Dataset records:
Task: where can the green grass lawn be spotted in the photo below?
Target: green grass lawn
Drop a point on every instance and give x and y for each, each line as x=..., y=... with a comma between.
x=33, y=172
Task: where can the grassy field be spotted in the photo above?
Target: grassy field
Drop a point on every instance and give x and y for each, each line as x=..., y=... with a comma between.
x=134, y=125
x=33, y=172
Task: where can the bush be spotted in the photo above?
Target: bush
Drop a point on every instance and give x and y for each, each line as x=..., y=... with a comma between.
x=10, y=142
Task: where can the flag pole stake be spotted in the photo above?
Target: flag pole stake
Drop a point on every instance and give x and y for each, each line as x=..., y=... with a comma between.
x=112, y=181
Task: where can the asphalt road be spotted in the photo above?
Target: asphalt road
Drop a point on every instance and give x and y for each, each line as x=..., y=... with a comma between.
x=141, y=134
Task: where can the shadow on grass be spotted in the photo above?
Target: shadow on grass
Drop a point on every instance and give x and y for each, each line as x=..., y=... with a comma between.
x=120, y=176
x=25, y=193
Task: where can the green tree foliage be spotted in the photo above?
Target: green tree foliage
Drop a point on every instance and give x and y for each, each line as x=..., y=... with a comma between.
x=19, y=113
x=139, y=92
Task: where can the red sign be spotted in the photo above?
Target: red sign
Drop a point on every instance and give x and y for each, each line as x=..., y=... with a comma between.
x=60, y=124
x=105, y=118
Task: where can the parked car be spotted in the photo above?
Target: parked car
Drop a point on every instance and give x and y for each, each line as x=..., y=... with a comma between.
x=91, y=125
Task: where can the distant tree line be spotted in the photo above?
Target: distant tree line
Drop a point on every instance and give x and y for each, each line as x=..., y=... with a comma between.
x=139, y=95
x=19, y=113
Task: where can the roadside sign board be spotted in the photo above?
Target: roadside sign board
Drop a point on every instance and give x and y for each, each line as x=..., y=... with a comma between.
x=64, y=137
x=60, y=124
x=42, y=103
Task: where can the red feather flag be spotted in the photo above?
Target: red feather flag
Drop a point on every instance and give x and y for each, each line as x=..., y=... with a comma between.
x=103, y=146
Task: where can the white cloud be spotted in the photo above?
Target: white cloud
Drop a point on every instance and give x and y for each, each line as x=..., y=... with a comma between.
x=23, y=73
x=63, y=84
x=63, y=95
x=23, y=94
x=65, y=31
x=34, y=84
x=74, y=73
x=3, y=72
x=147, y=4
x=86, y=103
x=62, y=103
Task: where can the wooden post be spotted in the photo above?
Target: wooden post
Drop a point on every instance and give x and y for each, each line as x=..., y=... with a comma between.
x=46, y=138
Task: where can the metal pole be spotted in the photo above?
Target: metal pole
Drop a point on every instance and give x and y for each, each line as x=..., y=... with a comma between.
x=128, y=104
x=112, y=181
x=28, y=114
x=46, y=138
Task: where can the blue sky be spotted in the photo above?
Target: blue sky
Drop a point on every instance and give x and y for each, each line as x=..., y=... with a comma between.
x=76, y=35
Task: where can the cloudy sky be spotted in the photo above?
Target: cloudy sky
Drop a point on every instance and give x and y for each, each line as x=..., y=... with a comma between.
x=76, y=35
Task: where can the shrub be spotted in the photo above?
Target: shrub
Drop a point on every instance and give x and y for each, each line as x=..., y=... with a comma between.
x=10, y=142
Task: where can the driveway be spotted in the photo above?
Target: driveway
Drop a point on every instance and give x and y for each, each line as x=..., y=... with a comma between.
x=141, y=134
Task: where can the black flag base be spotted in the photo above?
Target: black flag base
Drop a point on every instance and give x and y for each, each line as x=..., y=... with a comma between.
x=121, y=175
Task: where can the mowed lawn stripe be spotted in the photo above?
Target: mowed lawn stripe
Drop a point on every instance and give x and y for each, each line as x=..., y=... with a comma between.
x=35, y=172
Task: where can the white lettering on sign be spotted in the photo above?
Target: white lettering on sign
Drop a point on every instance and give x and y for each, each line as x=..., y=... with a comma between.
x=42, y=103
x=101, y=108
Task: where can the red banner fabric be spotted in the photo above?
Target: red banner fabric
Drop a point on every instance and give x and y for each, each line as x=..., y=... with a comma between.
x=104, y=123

__Work to be completed__.
In full and without alteration, transcribe the entries above.

__Solution to this task__.
Task: where can the green grass lawn be spotted in the photo below?
Target: green grass lawn
Drop a point on every instance and give x and y for each, each line as x=..., y=... with a comma between.
x=33, y=172
Task: where can the grassy field be spotted in the photo above?
Target: grassy field
Drop a point on every instance and give x and y for each, each line as x=..., y=... with a comma between.
x=134, y=125
x=33, y=172
Task: where can the bush be spotted in the photo above?
Target: bush
Drop a point on every instance and give x and y for each, each line as x=..., y=... with a comma between.
x=10, y=142
Task: where can the flag pole stake be spotted in the photo above?
Target: flag pole stake
Drop a point on every instance and give x and y for each, each line as x=..., y=... with a comma between.
x=112, y=181
Task: where can the asphalt road be spotted in the photo above?
Target: asphalt road
Drop a point on every instance and give x and y for each, each line as x=..., y=... with a comma between.
x=141, y=134
Task: where can the shadow on grass be spotted in the photo above?
Target: shadow on grass
Drop a point on every instance and give x and y for each, each line as x=..., y=... with a comma between.
x=120, y=176
x=25, y=193
Task: where can the green tree foliage be spotted in the photo above?
Target: green tree foliage
Drop a point on every instance and give x and y for each, each line as x=..., y=... with a comma between.
x=19, y=113
x=139, y=92
Task: where can the red sign be spotted in the photo above?
Target: red sign
Drop a point on every instance and give x and y for each, each line as x=..., y=... with a comma between.
x=60, y=124
x=105, y=118
Task: where can the parked car be spotted in the photo above?
Target: parked car
Drop a point on every instance and give x and y for each, each line as x=..., y=... with a comma between.
x=91, y=125
Task: where can the distant tree line be spotted in the photo above?
Target: distant tree line
Drop a point on every instance and give x and y for each, each line as x=..., y=... with a comma between.
x=139, y=95
x=19, y=113
Task: where can the roadside sign board be spotted in the photo above?
Target: roadside sign board
Drop a point on every instance and give x and y for each, each line as x=..., y=... with a comma between.
x=64, y=137
x=60, y=124
x=42, y=103
Task: where can the red feather flag be spotted in the photo above?
Target: red feather flag
Drop a point on every instance and give x and y for each, each line as x=..., y=... with a comma between.
x=103, y=146
Task: where can the white cloud be spotted in the photo above?
Target: white cloud
Drop a point on every instance and give x and y for each, each line as x=..., y=... with a comma between.
x=23, y=73
x=63, y=84
x=63, y=95
x=23, y=94
x=65, y=31
x=34, y=84
x=74, y=73
x=3, y=72
x=147, y=4
x=86, y=103
x=62, y=103
Task: where can the wooden post be spotted in the photo above?
Target: wooden post
Drop a point on every instance and give x and y for each, each line as x=..., y=... with a comma between.
x=46, y=138
Task: where can the metal pole be spotted in the photo above?
Target: metal pole
Drop a point on every instance and give x and y for each, each line as x=..., y=... with a comma between.
x=128, y=104
x=112, y=181
x=28, y=114
x=46, y=138
Task: where can the blue sky be spotted in the photo above?
Target: blue sky
Drop a point on every instance and give x and y for each, each line as x=..., y=... with a comma between.
x=76, y=35
Task: where can the cloudy sky be spotted in the photo above?
Target: cloudy sky
Drop a point on every instance and give x and y for each, each line as x=..., y=... with a comma between.
x=76, y=35
Task: where can the shrub be spotted in the photo above?
Target: shrub
Drop a point on every instance and give x and y for each, each line as x=..., y=... with a comma between.
x=10, y=142
Task: where can the driveway be spotted in the photo above?
Target: driveway
Drop a point on every instance and give x and y for each, each line as x=..., y=... with a comma between.
x=141, y=134
Task: where can the black flag base be spotted in the photo above?
Target: black flag base
Drop a point on every instance and give x and y for each, each line as x=..., y=... with a comma between.
x=121, y=175
Task: where can the mowed lawn stripe be spotted in the photo above?
Target: mowed lawn stripe
Drop a point on every instance and give x and y for each, each line as x=..., y=... with a comma between.
x=35, y=172
Task: where can the white lettering on sign be spotted in the photo above?
Target: white lettering on sign
Drop a point on every instance and give x and y for each, each line as x=..., y=... with a comma between.
x=42, y=103
x=101, y=108
Task: where can the red banner fabric be spotted in the photo above?
Target: red banner fabric
Drop a point on every instance and give x and y for each, each line as x=..., y=... with a comma between.
x=104, y=123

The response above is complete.